What you are asked to do: Show each line below that contains the string "negative". Case matters.

====================

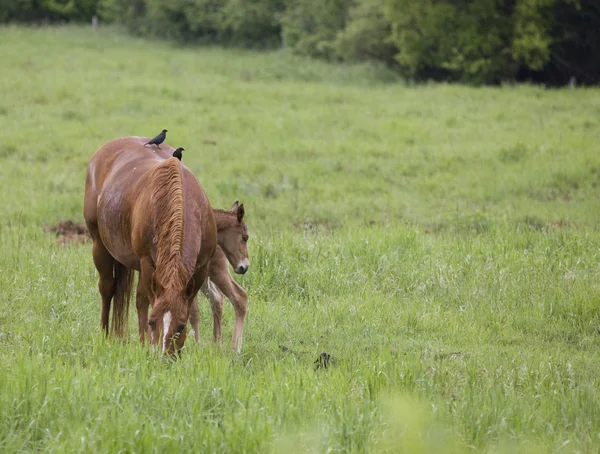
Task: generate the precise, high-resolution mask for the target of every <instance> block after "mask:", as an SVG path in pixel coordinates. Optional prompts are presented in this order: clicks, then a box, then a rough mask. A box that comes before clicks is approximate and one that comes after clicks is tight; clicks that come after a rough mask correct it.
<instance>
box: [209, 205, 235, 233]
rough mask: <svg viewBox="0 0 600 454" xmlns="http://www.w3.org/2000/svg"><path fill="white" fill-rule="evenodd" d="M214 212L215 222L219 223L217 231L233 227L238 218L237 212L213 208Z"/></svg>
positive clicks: (217, 223)
mask: <svg viewBox="0 0 600 454" xmlns="http://www.w3.org/2000/svg"><path fill="white" fill-rule="evenodd" d="M213 213H214V215H215V222H216V223H217V232H219V231H222V230H225V229H226V228H227V227H231V226H232V225H233V224H234V223H235V221H236V220H237V218H236V216H235V214H233V213H232V212H231V211H225V210H213Z"/></svg>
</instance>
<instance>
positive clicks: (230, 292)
mask: <svg viewBox="0 0 600 454" xmlns="http://www.w3.org/2000/svg"><path fill="white" fill-rule="evenodd" d="M215 271H216V270H215ZM211 279H213V281H214V283H215V284H216V285H217V287H218V288H219V290H220V292H219V293H223V294H224V295H225V296H226V297H227V299H229V301H231V304H232V305H233V309H234V310H235V327H234V328H233V340H232V346H231V348H232V349H233V350H234V351H236V352H238V353H239V352H241V351H242V335H243V332H244V321H245V320H246V308H247V307H248V294H247V293H246V292H245V291H244V289H243V288H242V287H240V286H239V285H238V283H237V282H235V281H234V280H233V278H232V277H231V274H229V268H228V267H227V264H226V267H225V269H223V268H222V267H220V268H219V270H218V272H215V273H214V274H213V273H211ZM221 298H222V297H221ZM211 301H212V300H211ZM221 310H222V307H221Z"/></svg>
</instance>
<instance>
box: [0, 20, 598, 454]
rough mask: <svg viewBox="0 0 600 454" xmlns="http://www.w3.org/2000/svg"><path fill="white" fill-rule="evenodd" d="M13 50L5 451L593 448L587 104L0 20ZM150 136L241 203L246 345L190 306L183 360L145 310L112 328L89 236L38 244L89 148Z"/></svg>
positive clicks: (1, 335) (541, 448)
mask: <svg viewBox="0 0 600 454" xmlns="http://www.w3.org/2000/svg"><path fill="white" fill-rule="evenodd" d="M0 55H2V56H3V64H2V65H1V66H0V90H1V92H2V94H3V95H2V97H0V124H1V125H2V127H1V128H0V172H1V178H0V369H1V371H2V372H1V373H0V451H4V452H15V451H39V450H42V451H53V452H79V451H82V452H116V451H118V450H124V451H127V452H154V451H156V452H166V451H168V450H170V451H185V452H269V451H270V452H331V451H335V452H338V451H342V452H428V453H440V452H473V451H475V452H494V453H496V452H498V453H500V452H506V453H512V452H523V453H531V452H540V453H546V452H597V451H598V449H599V448H598V447H599V446H600V398H599V395H598V392H599V387H600V381H599V380H600V376H599V373H598V364H599V361H600V285H599V278H600V266H599V260H598V255H599V252H600V234H599V232H598V228H597V226H598V225H600V224H599V216H600V209H599V208H600V206H599V200H600V199H599V197H598V196H599V195H600V194H599V193H600V155H598V148H597V144H598V141H599V139H600V91H599V90H598V89H577V90H543V89H542V88H537V87H528V86H516V87H499V88H480V89H474V88H468V87H462V86H450V85H423V86H416V87H408V86H405V85H403V84H401V83H395V84H390V83H387V81H389V79H390V76H389V74H388V73H386V72H385V71H384V70H382V69H380V68H379V69H378V68H373V67H370V66H368V65H365V66H360V67H347V66H329V65H325V64H322V63H319V62H311V61H307V60H302V59H298V58H295V57H293V56H290V55H287V54H285V53H283V52H275V53H263V54H261V53H249V52H248V53H246V52H240V51H229V50H220V49H209V48H201V49H178V48H173V47H169V46H168V45H165V44H162V43H155V42H144V41H141V40H136V39H133V38H130V37H126V36H123V35H121V34H120V33H119V32H118V31H116V30H113V29H100V30H99V31H98V32H97V33H93V32H92V31H91V30H89V29H87V28H74V27H68V28H41V29H35V28H14V27H7V28H0ZM163 127H164V128H167V129H169V134H168V142H169V143H170V144H172V145H173V146H183V147H185V149H186V151H185V153H184V162H185V163H186V165H187V166H189V167H190V168H191V169H192V170H193V171H194V172H195V174H196V175H197V176H198V178H199V180H200V182H201V183H202V185H203V186H204V188H205V190H206V191H207V193H208V196H209V198H210V200H211V202H212V204H213V205H214V206H216V207H228V206H230V205H231V203H232V202H233V201H235V200H237V199H239V200H240V201H242V202H244V204H245V206H246V207H247V214H248V224H249V227H250V233H251V240H250V254H251V261H252V266H251V269H250V272H249V274H247V275H244V276H242V277H240V276H236V279H237V280H238V282H240V284H241V285H243V286H244V288H246V289H247V290H248V292H249V296H250V302H249V315H248V319H247V324H246V330H245V337H244V348H243V353H242V354H240V355H236V354H233V353H231V352H230V351H229V349H228V346H229V338H230V336H231V332H232V328H233V324H232V319H233V311H232V310H231V309H230V308H228V307H227V308H226V313H225V326H224V337H225V339H226V341H225V343H224V346H223V347H221V348H218V347H214V346H212V344H211V332H212V330H211V326H210V311H209V309H208V304H206V302H205V301H204V300H203V301H202V303H201V312H202V319H201V338H202V343H201V345H200V346H199V347H197V346H195V345H193V343H192V342H191V341H189V342H188V343H187V345H186V348H185V351H184V354H183V357H182V359H181V360H180V361H177V362H176V363H169V362H167V361H163V360H162V359H160V358H159V357H157V356H156V355H155V354H154V353H153V352H151V351H150V350H149V349H148V348H147V347H142V346H140V345H139V344H138V342H137V341H136V335H135V331H136V330H135V328H134V327H135V324H136V323H137V320H136V316H135V310H134V309H133V307H132V311H131V312H132V316H131V320H130V322H131V330H130V334H131V336H130V342H125V343H122V342H117V341H114V340H112V339H111V340H106V339H104V338H103V337H102V336H101V335H100V332H99V318H100V302H99V294H98V292H97V288H96V280H97V276H96V271H95V269H94V266H93V263H92V259H91V251H90V246H89V245H84V246H73V247H67V248H61V247H58V246H56V244H55V238H54V236H53V235H52V234H49V233H46V232H43V231H42V229H41V227H42V226H43V225H46V224H51V223H54V222H56V221H58V220H60V219H66V218H70V219H74V220H78V221H80V220H82V214H81V212H82V201H83V185H84V179H85V167H86V164H87V161H88V160H89V158H90V157H91V155H92V154H93V152H94V151H95V150H96V149H97V148H99V147H100V146H101V145H102V144H104V143H105V142H107V141H109V140H111V139H113V138H115V137H119V136H122V135H147V136H152V135H154V134H156V133H157V132H158V131H160V129H162V128H163ZM205 140H210V141H215V142H216V145H211V144H208V143H204V141H205ZM282 346H284V347H285V348H282ZM322 351H326V352H328V353H330V354H332V355H333V360H332V364H331V366H330V367H328V368H327V369H325V370H323V369H319V370H314V364H313V362H314V361H315V359H316V358H317V356H318V355H319V353H320V352H322Z"/></svg>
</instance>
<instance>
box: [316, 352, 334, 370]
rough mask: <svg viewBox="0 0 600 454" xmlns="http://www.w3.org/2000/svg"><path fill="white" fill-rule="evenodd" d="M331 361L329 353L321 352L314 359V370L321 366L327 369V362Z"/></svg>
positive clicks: (320, 366) (317, 368)
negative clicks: (314, 366) (316, 359)
mask: <svg viewBox="0 0 600 454" xmlns="http://www.w3.org/2000/svg"><path fill="white" fill-rule="evenodd" d="M330 361H331V355H330V354H329V353H326V352H323V353H321V354H320V355H319V357H318V358H317V360H316V361H315V370H317V369H320V368H321V367H322V368H324V369H327V366H328V365H329V362H330Z"/></svg>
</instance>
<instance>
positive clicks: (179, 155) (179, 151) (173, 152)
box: [173, 147, 185, 161]
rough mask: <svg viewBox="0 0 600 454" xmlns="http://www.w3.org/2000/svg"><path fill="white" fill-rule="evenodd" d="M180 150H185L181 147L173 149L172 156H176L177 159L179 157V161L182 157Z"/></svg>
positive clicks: (180, 151)
mask: <svg viewBox="0 0 600 454" xmlns="http://www.w3.org/2000/svg"><path fill="white" fill-rule="evenodd" d="M182 151H185V148H181V147H179V148H178V149H177V150H175V151H174V152H173V157H174V158H177V159H179V160H180V161H181V158H182V155H181V152H182Z"/></svg>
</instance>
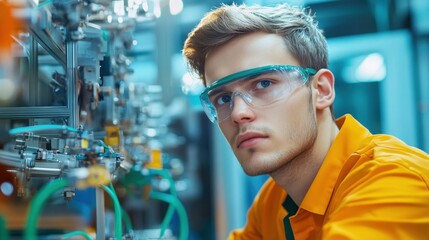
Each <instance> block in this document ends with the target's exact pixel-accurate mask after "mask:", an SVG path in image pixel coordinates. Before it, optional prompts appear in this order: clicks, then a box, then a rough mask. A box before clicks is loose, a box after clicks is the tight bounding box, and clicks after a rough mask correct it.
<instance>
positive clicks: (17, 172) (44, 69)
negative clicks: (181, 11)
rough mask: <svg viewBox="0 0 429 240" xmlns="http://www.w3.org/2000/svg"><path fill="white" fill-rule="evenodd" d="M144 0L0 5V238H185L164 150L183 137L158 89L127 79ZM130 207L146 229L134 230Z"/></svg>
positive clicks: (148, 18) (182, 166)
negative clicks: (138, 215) (141, 222)
mask: <svg viewBox="0 0 429 240" xmlns="http://www.w3.org/2000/svg"><path fill="white" fill-rule="evenodd" d="M151 4H153V1H151V2H150V1H146V0H140V1H138V0H135V1H131V0H129V1H105V0H67V1H64V0H45V1H30V0H28V1H24V0H22V1H10V2H7V1H6V2H5V1H1V2H0V19H2V20H3V21H2V24H3V25H5V26H3V27H0V35H1V38H2V41H1V44H2V45H1V46H0V88H1V90H0V171H1V174H0V175H2V178H1V179H0V189H1V194H0V201H1V207H0V239H30V240H31V239H67V238H73V239H75V238H76V237H82V238H84V239H97V240H100V239H154V238H163V239H188V235H189V226H188V217H187V213H186V210H185V208H184V206H183V204H182V202H181V201H180V200H179V197H178V194H177V190H176V184H175V179H176V178H177V177H178V176H180V175H181V174H183V164H182V162H181V160H180V159H178V158H176V157H174V156H173V155H171V154H169V153H168V151H166V149H167V148H170V147H172V146H178V145H180V144H181V143H182V142H183V139H182V138H181V137H180V136H176V135H175V134H173V133H172V132H171V131H170V130H169V128H168V122H169V119H166V118H165V117H164V112H163V111H164V109H165V107H164V105H163V103H162V88H161V87H160V86H157V85H145V84H135V83H131V82H128V81H127V77H128V75H129V74H131V73H132V72H133V69H131V68H130V63H131V61H132V60H131V59H130V58H128V57H127V54H126V53H127V50H129V49H130V48H131V46H132V45H133V31H134V29H135V26H136V24H139V23H144V22H150V21H153V19H154V16H155V15H154V12H153V6H151ZM4 39H6V40H4ZM79 196H80V197H79ZM76 198H80V200H78V199H76ZM160 202H162V203H165V204H164V205H160ZM88 206H89V207H88ZM130 206H131V207H130ZM132 206H139V207H141V208H142V209H143V210H144V211H147V212H148V214H151V215H150V216H151V219H152V222H151V223H144V222H143V223H142V224H140V226H138V227H136V226H133V221H132V220H131V218H130V215H133V207H132ZM151 206H156V208H159V209H162V211H157V214H155V215H154V214H153V213H154V211H153V209H152V207H151ZM85 209H88V210H87V211H86V212H85ZM84 212H85V214H86V217H85V214H83V213H84ZM159 212H161V214H160V213H159ZM92 215H94V217H92ZM159 215H162V216H163V217H162V218H159V217H158V216H159ZM175 216H177V217H176V221H174V219H175ZM134 218H135V217H134ZM142 218H143V217H142ZM39 220H40V221H39ZM174 223H175V226H176V229H173V227H172V225H174ZM78 239H79V238H78Z"/></svg>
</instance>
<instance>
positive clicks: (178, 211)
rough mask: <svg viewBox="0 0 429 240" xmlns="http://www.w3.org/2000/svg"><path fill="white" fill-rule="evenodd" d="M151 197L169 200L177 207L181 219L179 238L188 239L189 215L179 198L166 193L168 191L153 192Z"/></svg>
mask: <svg viewBox="0 0 429 240" xmlns="http://www.w3.org/2000/svg"><path fill="white" fill-rule="evenodd" d="M150 197H151V198H153V199H157V200H161V201H164V202H167V203H169V204H171V205H173V206H175V207H176V210H177V213H178V214H179V220H180V235H179V240H186V239H188V235H189V223H188V216H187V215H186V210H185V207H184V206H183V205H182V203H181V202H180V201H179V200H178V199H177V197H175V196H172V195H170V194H166V193H160V192H151V193H150Z"/></svg>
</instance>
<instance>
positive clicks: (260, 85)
mask: <svg viewBox="0 0 429 240" xmlns="http://www.w3.org/2000/svg"><path fill="white" fill-rule="evenodd" d="M272 84H273V83H272V82H271V81H269V80H261V81H259V82H258V83H257V84H256V89H264V88H267V87H269V86H271V85H272Z"/></svg>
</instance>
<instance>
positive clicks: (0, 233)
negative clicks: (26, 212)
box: [0, 216, 9, 240]
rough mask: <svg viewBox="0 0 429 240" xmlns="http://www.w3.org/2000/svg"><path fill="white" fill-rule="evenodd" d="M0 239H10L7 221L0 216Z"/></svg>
mask: <svg viewBox="0 0 429 240" xmlns="http://www.w3.org/2000/svg"><path fill="white" fill-rule="evenodd" d="M0 239H4V240H8V239H9V232H8V230H7V227H6V221H5V220H4V218H3V217H2V216H0Z"/></svg>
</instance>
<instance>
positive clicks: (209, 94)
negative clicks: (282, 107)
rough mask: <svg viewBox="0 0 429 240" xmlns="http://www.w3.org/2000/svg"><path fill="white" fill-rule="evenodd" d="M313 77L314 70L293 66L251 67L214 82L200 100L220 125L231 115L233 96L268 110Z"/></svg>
mask: <svg viewBox="0 0 429 240" xmlns="http://www.w3.org/2000/svg"><path fill="white" fill-rule="evenodd" d="M314 74H316V70H314V69H313V68H303V67H300V66H292V65H268V66H263V67H257V68H252V69H248V70H244V71H241V72H237V73H233V74H231V75H228V76H226V77H223V78H221V79H219V80H217V81H215V82H213V83H212V84H210V85H209V86H207V88H206V89H205V90H204V91H203V92H202V93H201V95H200V100H201V104H202V106H203V109H204V112H205V113H206V114H207V117H208V118H209V119H210V121H212V122H213V123H219V122H221V121H223V120H225V119H227V118H229V117H230V116H231V112H232V109H233V107H234V104H233V102H234V97H236V96H240V97H241V98H242V99H243V100H244V101H245V102H246V103H247V104H248V105H250V106H254V107H265V106H267V105H270V104H272V103H274V102H276V101H279V100H281V99H283V98H286V97H287V96H289V95H290V94H291V93H292V92H293V91H294V90H295V89H297V88H298V87H300V86H302V85H304V84H305V83H306V82H307V81H308V79H309V77H310V75H314Z"/></svg>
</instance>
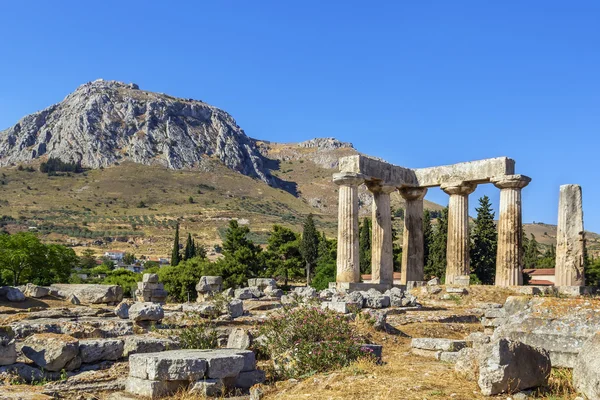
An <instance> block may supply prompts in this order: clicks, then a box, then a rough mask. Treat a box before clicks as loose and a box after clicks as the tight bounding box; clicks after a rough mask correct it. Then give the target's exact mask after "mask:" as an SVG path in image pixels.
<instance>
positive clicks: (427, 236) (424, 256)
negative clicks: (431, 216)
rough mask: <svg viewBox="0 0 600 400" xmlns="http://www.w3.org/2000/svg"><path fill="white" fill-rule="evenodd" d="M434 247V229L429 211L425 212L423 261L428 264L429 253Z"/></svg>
mask: <svg viewBox="0 0 600 400" xmlns="http://www.w3.org/2000/svg"><path fill="white" fill-rule="evenodd" d="M432 245H433V227H432V226H431V213H430V212H429V210H425V211H423V260H424V263H425V264H427V260H429V253H430V252H431V246H432Z"/></svg>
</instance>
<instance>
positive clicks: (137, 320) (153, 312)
mask: <svg viewBox="0 0 600 400" xmlns="http://www.w3.org/2000/svg"><path fill="white" fill-rule="evenodd" d="M164 316H165V312H164V310H163V308H162V307H161V306H160V304H156V303H134V304H133V305H132V306H131V307H129V319H130V320H133V321H135V322H141V321H160V320H162V319H163V318H164Z"/></svg>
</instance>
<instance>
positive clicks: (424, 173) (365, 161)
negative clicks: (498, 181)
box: [339, 155, 515, 188]
mask: <svg viewBox="0 0 600 400" xmlns="http://www.w3.org/2000/svg"><path fill="white" fill-rule="evenodd" d="M339 169H340V171H343V172H353V173H357V174H362V175H364V176H365V179H366V180H379V181H381V182H383V184H384V185H390V186H396V187H398V188H402V187H407V186H408V187H411V186H412V187H434V186H441V185H442V184H444V183H448V182H457V181H465V182H472V183H475V184H477V183H487V182H490V181H491V180H492V179H493V178H498V177H502V176H503V175H514V173H515V161H514V160H512V159H510V158H508V157H497V158H487V159H484V160H477V161H469V162H462V163H458V164H452V165H442V166H439V167H429V168H416V169H410V168H404V167H400V166H397V165H393V164H390V163H388V162H385V161H382V160H378V159H375V158H371V157H367V156H363V155H354V156H347V157H341V158H340V159H339Z"/></svg>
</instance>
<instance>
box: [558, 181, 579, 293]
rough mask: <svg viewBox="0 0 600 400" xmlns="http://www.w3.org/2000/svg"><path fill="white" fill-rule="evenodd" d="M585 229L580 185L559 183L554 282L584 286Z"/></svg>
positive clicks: (567, 284)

====================

Response to the exercise:
negative clicks: (314, 366) (316, 359)
negative clicks: (181, 11)
negative clicks: (138, 215) (141, 222)
negative clicks: (26, 212)
negative clicks: (282, 107)
negative clicks: (431, 216)
negative clicks: (498, 181)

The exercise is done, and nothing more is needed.